▶ _ROWS_:
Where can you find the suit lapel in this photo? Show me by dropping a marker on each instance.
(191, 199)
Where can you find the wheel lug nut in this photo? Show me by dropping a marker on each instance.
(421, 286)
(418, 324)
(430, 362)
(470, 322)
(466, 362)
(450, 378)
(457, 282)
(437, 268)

▶ _YOUR GOAL_:
Repeat, word for word, every line from the line that contains "Where can you find the wheel" to the end of the entries; include both of those lines and no others.

▶ _COMPLETED TASK_:
Where can you find the wheel lug nut in this photo? Show me by dropping a marker on each instance.
(421, 286)
(418, 324)
(430, 362)
(470, 322)
(466, 362)
(450, 378)
(457, 282)
(437, 268)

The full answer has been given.